— Direction —
Print every one of the records below word for word, leaving out the pictures.

— Records for this exercise —
-- START --
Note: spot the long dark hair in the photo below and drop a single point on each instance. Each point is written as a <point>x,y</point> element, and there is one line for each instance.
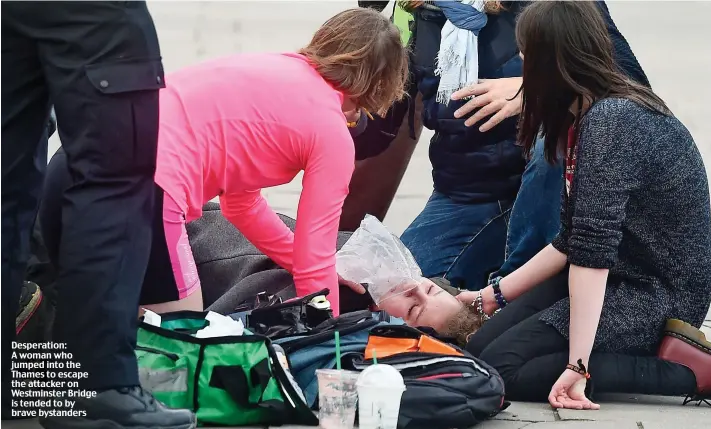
<point>567,57</point>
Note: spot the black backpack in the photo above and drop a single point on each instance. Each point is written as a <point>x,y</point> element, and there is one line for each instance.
<point>442,391</point>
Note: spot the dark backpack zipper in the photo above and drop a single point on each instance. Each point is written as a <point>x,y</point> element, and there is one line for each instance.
<point>310,340</point>
<point>172,356</point>
<point>444,376</point>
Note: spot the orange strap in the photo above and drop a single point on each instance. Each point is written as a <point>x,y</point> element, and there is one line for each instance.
<point>386,346</point>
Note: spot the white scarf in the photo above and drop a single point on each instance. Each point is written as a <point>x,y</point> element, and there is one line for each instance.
<point>458,58</point>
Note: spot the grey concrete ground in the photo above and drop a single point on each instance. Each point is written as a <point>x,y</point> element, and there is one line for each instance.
<point>670,39</point>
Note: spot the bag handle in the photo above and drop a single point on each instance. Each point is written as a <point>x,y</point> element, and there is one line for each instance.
<point>233,379</point>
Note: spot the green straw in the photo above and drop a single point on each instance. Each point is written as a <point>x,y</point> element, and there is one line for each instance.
<point>338,350</point>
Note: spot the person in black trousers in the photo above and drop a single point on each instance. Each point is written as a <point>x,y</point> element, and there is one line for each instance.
<point>99,64</point>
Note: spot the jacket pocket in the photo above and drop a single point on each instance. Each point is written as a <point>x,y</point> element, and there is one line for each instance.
<point>123,111</point>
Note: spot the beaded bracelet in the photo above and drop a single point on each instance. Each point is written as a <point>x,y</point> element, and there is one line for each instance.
<point>579,368</point>
<point>500,300</point>
<point>478,304</point>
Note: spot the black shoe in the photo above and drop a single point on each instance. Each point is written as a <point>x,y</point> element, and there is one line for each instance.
<point>131,408</point>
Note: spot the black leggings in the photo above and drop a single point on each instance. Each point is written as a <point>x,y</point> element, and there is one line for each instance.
<point>530,355</point>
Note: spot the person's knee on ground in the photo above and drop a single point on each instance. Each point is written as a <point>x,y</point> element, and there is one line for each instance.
<point>460,242</point>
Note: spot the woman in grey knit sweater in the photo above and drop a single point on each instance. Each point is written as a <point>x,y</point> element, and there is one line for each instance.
<point>634,249</point>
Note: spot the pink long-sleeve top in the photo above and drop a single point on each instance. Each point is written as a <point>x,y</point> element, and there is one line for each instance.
<point>232,126</point>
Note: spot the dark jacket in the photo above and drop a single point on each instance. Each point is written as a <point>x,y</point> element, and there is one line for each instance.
<point>638,206</point>
<point>470,166</point>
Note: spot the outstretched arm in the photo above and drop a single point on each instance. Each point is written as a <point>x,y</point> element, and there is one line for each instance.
<point>327,174</point>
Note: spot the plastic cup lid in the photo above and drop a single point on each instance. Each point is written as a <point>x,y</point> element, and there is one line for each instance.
<point>381,375</point>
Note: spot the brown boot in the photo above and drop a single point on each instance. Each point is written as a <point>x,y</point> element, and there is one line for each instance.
<point>686,345</point>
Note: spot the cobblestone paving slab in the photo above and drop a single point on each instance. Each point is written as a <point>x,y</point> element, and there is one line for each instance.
<point>528,412</point>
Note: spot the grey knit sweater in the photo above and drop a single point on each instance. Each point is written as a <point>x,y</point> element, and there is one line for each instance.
<point>638,205</point>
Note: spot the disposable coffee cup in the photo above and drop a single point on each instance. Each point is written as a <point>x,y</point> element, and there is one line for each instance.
<point>337,398</point>
<point>380,389</point>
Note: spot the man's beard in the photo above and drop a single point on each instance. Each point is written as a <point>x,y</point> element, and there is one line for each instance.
<point>462,324</point>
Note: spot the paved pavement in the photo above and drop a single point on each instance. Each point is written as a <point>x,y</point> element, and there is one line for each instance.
<point>670,41</point>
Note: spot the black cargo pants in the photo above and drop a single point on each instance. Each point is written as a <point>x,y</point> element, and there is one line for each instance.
<point>99,64</point>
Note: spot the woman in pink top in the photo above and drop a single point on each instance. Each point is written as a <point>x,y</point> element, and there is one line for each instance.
<point>232,126</point>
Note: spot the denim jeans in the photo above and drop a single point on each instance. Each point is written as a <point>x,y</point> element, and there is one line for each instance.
<point>465,243</point>
<point>535,216</point>
<point>462,242</point>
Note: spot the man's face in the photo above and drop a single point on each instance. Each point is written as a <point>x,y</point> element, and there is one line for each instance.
<point>424,304</point>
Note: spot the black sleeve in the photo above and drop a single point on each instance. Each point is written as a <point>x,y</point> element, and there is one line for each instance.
<point>621,49</point>
<point>560,242</point>
<point>607,172</point>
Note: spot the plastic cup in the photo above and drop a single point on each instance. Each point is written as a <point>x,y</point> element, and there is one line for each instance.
<point>380,389</point>
<point>337,398</point>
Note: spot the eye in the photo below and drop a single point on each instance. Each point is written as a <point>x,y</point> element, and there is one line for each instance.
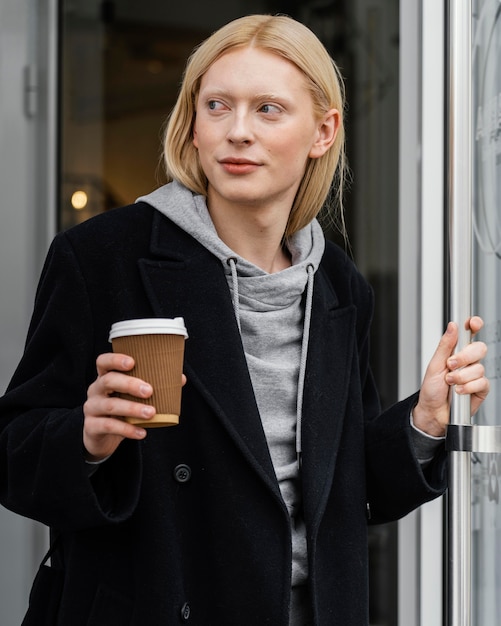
<point>215,105</point>
<point>270,109</point>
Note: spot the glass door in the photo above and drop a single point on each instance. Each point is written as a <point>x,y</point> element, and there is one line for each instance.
<point>486,467</point>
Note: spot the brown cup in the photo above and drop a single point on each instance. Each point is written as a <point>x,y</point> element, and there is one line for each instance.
<point>157,347</point>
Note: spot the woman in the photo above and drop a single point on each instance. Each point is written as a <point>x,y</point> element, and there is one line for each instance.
<point>254,509</point>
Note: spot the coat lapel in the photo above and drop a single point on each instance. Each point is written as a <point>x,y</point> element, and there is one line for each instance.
<point>327,384</point>
<point>183,279</point>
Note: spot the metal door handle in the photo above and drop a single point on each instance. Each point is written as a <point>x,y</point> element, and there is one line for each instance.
<point>473,438</point>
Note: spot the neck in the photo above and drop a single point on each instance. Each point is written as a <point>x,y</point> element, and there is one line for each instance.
<point>253,235</point>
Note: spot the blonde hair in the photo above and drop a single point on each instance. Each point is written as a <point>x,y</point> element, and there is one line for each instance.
<point>285,37</point>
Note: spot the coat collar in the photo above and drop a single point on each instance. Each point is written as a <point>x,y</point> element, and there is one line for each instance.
<point>183,279</point>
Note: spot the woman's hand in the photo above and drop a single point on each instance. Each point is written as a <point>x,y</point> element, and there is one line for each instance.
<point>446,369</point>
<point>104,429</point>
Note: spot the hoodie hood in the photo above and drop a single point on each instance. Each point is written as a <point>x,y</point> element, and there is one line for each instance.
<point>189,211</point>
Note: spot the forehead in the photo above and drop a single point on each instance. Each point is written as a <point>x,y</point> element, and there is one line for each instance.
-- END --
— Solved exercise —
Note: spot the long dark hair in the photo below and drop a single point on each instance. Each point is written as a <point>x,y</point> element, and there is one line for each instance.
<point>567,57</point>
Note: spot the black backpack in the photo above and drop a single point on each instance. Each point is written as a <point>x,y</point> element, and there is one line for each instance.
<point>442,391</point>
Note: spot the dark backpack zipper in the photo above and drop a single point on each instance. Each point is written as a <point>x,y</point> element, and there is one line for each instance.
<point>310,340</point>
<point>172,356</point>
<point>444,376</point>
Note: spot the orange strap in the photo above and drop a single point on each instance. Each point is written as a <point>x,y</point> element, and there is one line for each instance.
<point>386,346</point>
Note: spot the white scarf in the photo above and drop a single point on each instance. Each point is written as a <point>x,y</point> element, and there is one line for each instance.
<point>458,58</point>
Note: spot the grey concrete ground in the photo above and drop a single point on each instance. Each point is written as a <point>x,y</point> element, and there is one line for each instance.
<point>670,39</point>
Note: spot the bag handle in the photo above and drop a single point on each instance. Each point is written as a <point>x,y</point> element, and there is one line for each instance.
<point>233,379</point>
Note: spot the green straw in the photo above and drop a single point on each instance. Each point is written as a <point>x,y</point> element, and there is one line for each instance.
<point>338,350</point>
Note: spot the person in black trousers in the photo above and drop a single point on each instance. Each point is written as a <point>x,y</point> element, and there is one line for each instance.
<point>99,64</point>
Note: spot the jacket pocket in the photo above and drop a single point on each instance. Each point is written as a <point>x,y</point> element, and there is one line for each instance.
<point>123,111</point>
Note: spot the beaded bracelet in the photo above and drop a single point on each instance. Each point is written as a <point>x,y</point> element, and there is one line for each instance.
<point>579,368</point>
<point>500,300</point>
<point>478,304</point>
Note: spot the black shoe in the photo above and drop a single point on each instance. Each point is written as a <point>x,y</point> element, and there is one line for each instance.
<point>131,408</point>
Note: spot the black leggings in the photo above and drop a single point on each instance. Each point is written as a <point>x,y</point> element, and there is one line for each instance.
<point>530,355</point>
Note: spot the person's knee on ground in the photo above and drop a single point on each instance. Each point is written as a <point>x,y</point> element, and there is one line for each instance.
<point>460,242</point>
Note: spot the woman in grey knit sweater in the photo above and drop a single point on each instance. Each point is written as a <point>x,y</point> element, and there is one line for each instance.
<point>634,249</point>
Note: spot the pink long-sleeve top in the photo above and drop a single point on each instance. Each point is written as a <point>x,y</point> element, and there is one line for each instance.
<point>232,126</point>
Note: spot the dark jacket in the photo above and drop a single point on each instance. Each point is written as a <point>x,y</point> element, and there is one line for each instance.
<point>638,206</point>
<point>470,166</point>
Note: spot the outstretched arm in the photo above and drop a single point on each instance. Each point is written as a <point>x,y</point> element, and there is one line for each instance.
<point>327,174</point>
Note: spot the plastic cup lid in the photo above and drop a single point on each instance. Each point is written as a <point>x,y</point> element, and there is one line for each instance.
<point>381,375</point>
Note: spot the brown boot in the photo above and drop a single point on each instance. Each point is written as a <point>x,y</point> element, and there is one line for each instance.
<point>686,345</point>
Note: spot the cobblestone paving slab in the photo above and drop a single point on each instance. Each point is written as a <point>x,y</point> element, and there is one line for each instance.
<point>528,412</point>
Note: spot the grey knit sweater in the photo above and drop a single point on each instance. Each point is written as a <point>x,y</point> element, and there is one line for each instance.
<point>638,205</point>
Note: spot the disposable coffee cup in the photo above and drop a single point on each instance. Each point is written as a <point>x,y</point> element, and there is one line for each instance.
<point>337,398</point>
<point>380,389</point>
Note: spot the man's beard in the photo above and drop a single point on each instance. Each point is written as a <point>x,y</point> element, and there is one line for each instance.
<point>462,324</point>
Note: spot the paved pavement in the photo above and drop a single point on each instance. Each point is written as a <point>x,y</point> element, and there is one line for each instance.
<point>670,41</point>
Note: spot the black cargo pants in the photo above and drop a single point on each instance. Each point is written as a <point>x,y</point> element, and there is one line for each instance.
<point>99,64</point>
Note: spot the woman in pink top in the photo above and drop a single point on each instance. Each point is written as a <point>x,y</point> element, and there is one line for each instance.
<point>232,126</point>
Note: spot the denim jeans in the photo above and drop a single point on each instance. Each point is written as a <point>x,y</point> element, and there is one line for each instance.
<point>465,243</point>
<point>535,216</point>
<point>462,242</point>
Note: spot the man's face in the photo above and drop a single point on each instance. Each point is written as a <point>x,y</point> element, and there is one line for each instance.
<point>424,304</point>
Note: spot the black sleeve in the photo above and drop a single point on each instance. Each point is written as a <point>x,y</point> element, and there is one line for each instance.
<point>621,49</point>
<point>560,242</point>
<point>607,172</point>
Note: spot the plastic cup in the photo above and drop a single point on each instance. Each point is written as a <point>x,y</point> element, and there is one line for each instance.
<point>380,389</point>
<point>337,398</point>
Note: spot the eye in the photo below and drop a single point on each instance. Each point is written as a <point>x,y</point> element, and there is one line for each instance.
<point>215,105</point>
<point>270,109</point>
Note: spot the glass door in the photo above and drop a single point on each instance. Each point is written as a <point>x,y</point> element, and there is one line for each instance.
<point>486,467</point>
Note: spot the brown cup in the photo above and drop a single point on each instance. Each point is written as a <point>x,y</point> element, and there is one line for each instance.
<point>157,347</point>
Note: spot the woman in the photo above and drop a single point on each instance. Each point is written as a <point>x,y</point> element, and there is one line for each instance.
<point>254,509</point>
Note: spot the coat lapel in the photo above and drop a single point on each instance. Each point is written as a <point>x,y</point> element, and there is one line for each instance.
<point>327,384</point>
<point>183,279</point>
Note: spot the metal door handle in the photo above and drop a single point on each instance. Each point is written as a <point>x,y</point> element, and there is one line for each instance.
<point>473,438</point>
Note: spot the neck in the photo above and drop a single point on each instance. Each point is written as a <point>x,y</point> element, and there is one line for each instance.
<point>253,235</point>
Note: spot the blonde hair in the photo above and drop a single point on each instance. Each point is written as a <point>x,y</point> element, and there is one line for each instance.
<point>285,37</point>
Note: spot the coat collar in the photo above and drop a single point on each instance. Each point is written as a <point>x,y</point> element, and there is one line for each instance.
<point>183,279</point>
Note: spot the woman's hand in the photo above and drop a single point on each instance. Each point is written as a <point>x,y</point> element, and there is one line for each instance.
<point>446,369</point>
<point>104,429</point>
Note: spot the hoodie hood in the photo above and drop a single point on each instance. Each point is written as a <point>x,y</point> element, and there is one line for each instance.
<point>189,211</point>
Note: spot the forehead in the photo above and drop a single point on each instance. Each point is written as a <point>x,y</point> element, and there is one line for each instance.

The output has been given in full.